EXERCISE REQUIREMENTS: Give the lines of the entries from the one containing "In which area of the above frame can the white flower" to the one containing "[292,101,322,114]", inclusive, as a JSON list of strings with one string per line and blank lines omitted.

══════

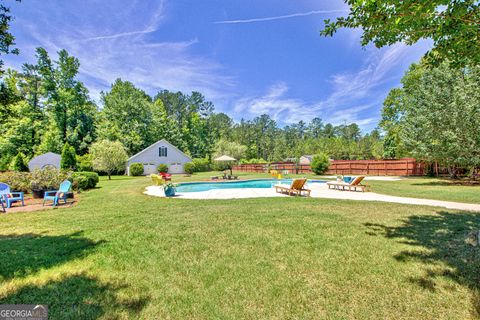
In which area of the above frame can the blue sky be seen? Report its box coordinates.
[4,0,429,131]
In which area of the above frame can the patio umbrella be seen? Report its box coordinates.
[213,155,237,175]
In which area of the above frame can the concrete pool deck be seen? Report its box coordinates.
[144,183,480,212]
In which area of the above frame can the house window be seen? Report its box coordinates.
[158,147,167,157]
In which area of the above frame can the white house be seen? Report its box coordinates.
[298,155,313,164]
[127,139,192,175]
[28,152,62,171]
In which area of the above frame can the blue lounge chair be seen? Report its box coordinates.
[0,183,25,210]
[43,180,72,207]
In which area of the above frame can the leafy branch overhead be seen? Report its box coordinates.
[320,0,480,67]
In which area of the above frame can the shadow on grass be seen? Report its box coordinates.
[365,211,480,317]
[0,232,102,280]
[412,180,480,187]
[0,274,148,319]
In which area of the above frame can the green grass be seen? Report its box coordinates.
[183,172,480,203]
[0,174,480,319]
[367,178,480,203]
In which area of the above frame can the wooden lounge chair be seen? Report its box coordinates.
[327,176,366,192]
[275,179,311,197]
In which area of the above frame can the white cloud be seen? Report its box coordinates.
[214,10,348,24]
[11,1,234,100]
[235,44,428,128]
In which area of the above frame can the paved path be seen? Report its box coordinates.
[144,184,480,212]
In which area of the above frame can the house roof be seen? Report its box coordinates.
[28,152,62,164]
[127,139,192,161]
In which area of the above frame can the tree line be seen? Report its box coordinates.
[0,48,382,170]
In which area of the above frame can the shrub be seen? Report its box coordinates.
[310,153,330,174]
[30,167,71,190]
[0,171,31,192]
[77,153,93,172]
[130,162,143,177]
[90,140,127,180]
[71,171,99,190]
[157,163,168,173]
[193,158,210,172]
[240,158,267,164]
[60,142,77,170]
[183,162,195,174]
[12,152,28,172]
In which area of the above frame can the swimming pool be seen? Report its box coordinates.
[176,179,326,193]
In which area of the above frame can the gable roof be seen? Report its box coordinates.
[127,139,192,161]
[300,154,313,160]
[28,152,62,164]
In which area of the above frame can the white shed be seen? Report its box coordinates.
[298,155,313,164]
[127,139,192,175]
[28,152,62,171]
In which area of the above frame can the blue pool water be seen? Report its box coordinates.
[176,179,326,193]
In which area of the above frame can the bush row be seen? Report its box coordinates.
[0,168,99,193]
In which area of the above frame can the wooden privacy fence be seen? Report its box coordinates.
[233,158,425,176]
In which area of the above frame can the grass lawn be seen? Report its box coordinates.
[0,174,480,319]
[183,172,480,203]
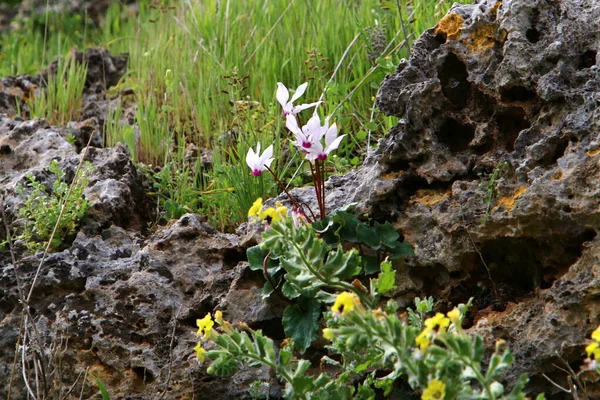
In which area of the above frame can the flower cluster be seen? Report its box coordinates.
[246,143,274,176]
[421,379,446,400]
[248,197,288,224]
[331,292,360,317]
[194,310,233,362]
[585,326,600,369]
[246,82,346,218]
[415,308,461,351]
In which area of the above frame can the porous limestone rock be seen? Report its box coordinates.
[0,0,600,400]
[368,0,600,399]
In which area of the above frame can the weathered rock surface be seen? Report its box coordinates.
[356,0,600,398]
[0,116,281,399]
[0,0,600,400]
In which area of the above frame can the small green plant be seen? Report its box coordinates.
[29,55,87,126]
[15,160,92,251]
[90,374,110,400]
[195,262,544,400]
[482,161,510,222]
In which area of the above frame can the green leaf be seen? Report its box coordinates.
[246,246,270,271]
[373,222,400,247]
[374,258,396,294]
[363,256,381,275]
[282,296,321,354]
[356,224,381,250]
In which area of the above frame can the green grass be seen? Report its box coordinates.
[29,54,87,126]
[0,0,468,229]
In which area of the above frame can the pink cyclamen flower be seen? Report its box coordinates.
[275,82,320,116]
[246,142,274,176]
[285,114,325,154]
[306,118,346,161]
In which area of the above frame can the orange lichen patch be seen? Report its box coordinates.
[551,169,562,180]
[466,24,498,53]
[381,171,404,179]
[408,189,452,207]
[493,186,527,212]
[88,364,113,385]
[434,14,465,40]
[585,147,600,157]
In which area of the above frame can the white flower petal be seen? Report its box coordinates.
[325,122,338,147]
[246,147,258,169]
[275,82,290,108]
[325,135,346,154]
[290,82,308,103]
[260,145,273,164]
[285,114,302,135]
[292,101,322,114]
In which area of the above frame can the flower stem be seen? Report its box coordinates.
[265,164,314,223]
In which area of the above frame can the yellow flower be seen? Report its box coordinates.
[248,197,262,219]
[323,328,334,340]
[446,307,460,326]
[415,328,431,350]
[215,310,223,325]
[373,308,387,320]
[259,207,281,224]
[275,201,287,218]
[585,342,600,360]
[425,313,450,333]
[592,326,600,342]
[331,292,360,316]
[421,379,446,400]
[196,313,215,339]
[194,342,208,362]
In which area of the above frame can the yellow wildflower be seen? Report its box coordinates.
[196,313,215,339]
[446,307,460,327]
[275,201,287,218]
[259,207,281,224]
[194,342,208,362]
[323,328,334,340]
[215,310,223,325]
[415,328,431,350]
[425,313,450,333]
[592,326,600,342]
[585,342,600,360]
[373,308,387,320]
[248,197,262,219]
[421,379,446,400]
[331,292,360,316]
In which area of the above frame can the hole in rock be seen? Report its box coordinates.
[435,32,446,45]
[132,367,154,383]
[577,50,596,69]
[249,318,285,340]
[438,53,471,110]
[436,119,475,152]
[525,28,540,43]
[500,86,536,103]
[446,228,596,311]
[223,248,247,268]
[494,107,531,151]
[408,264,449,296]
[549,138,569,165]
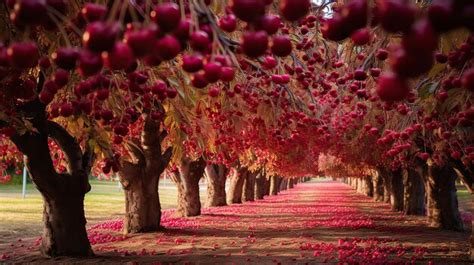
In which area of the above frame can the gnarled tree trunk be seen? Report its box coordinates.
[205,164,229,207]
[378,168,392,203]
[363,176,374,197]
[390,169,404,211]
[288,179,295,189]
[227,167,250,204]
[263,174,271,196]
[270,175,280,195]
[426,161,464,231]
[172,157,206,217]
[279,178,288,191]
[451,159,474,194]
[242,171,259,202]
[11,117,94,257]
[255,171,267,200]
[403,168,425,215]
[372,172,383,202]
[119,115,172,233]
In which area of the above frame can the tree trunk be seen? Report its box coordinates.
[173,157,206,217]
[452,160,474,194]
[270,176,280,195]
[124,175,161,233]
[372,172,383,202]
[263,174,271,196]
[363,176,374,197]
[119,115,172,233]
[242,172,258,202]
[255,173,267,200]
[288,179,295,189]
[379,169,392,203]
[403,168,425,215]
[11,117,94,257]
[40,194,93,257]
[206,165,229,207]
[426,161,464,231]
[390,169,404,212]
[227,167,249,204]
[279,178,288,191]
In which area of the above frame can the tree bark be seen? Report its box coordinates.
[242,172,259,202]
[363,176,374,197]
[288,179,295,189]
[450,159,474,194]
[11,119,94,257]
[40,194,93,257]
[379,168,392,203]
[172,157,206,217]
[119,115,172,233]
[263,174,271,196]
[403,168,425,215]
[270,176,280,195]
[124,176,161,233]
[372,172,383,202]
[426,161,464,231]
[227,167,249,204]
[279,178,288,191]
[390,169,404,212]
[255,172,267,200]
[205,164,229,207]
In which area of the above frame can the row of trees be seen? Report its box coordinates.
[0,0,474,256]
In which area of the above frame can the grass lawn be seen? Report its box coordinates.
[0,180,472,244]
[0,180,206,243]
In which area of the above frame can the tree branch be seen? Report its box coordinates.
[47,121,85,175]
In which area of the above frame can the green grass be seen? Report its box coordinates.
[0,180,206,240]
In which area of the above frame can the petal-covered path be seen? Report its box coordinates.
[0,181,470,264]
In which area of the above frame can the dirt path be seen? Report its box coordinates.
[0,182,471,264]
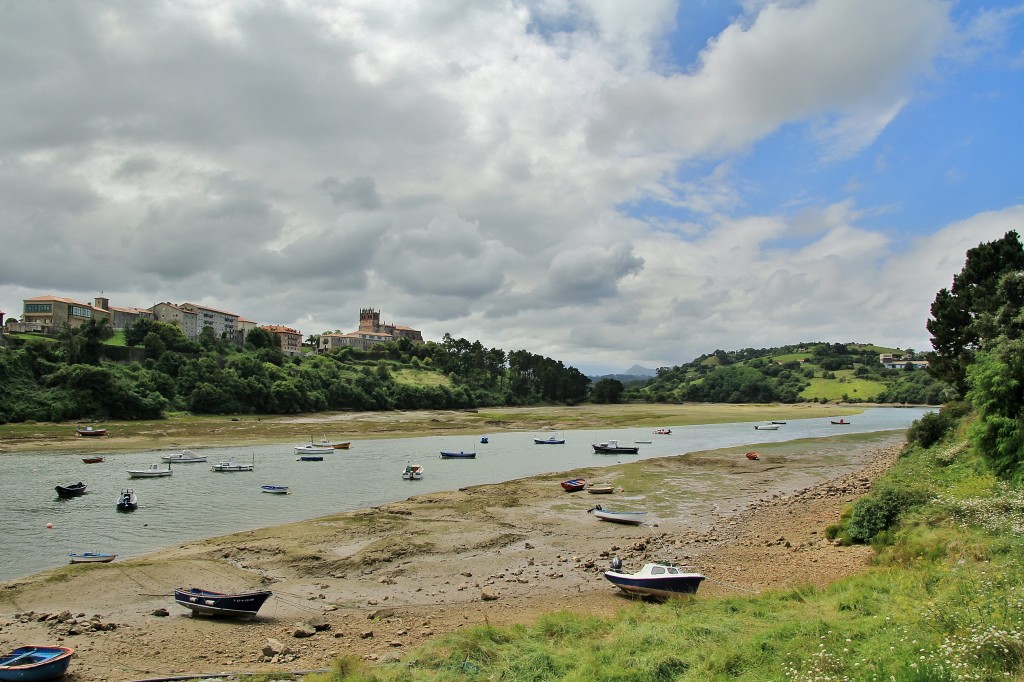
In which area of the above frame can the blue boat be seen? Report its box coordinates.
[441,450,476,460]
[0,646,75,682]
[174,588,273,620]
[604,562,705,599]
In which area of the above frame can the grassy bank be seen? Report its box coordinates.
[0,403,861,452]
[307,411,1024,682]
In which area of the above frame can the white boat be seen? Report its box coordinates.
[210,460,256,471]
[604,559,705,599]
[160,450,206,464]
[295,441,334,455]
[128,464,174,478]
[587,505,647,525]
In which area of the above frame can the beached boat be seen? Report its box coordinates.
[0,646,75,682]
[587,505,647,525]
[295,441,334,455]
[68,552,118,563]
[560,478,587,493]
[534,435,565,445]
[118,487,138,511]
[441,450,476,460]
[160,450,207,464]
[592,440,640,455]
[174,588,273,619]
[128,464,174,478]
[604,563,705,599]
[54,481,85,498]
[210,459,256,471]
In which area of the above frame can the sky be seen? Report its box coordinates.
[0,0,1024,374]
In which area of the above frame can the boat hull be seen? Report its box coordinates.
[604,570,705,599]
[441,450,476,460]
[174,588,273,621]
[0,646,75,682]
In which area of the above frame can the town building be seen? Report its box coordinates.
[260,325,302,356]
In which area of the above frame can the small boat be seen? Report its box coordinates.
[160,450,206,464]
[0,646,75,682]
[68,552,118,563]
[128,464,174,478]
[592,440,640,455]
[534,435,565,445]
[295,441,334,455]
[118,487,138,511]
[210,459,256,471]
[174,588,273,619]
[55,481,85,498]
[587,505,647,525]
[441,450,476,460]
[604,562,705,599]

══════

TASK SOLUTION:
[
  "In which area of the above frame can the white flower petal be seen? Report its box coordinates.",
  "[325,122,338,147]",
  "[246,147,258,169]",
  "[275,82,290,108]",
  "[325,135,346,154]",
  "[290,82,308,103]",
  "[260,145,273,164]",
  "[285,114,302,135]",
  "[292,101,322,114]"
]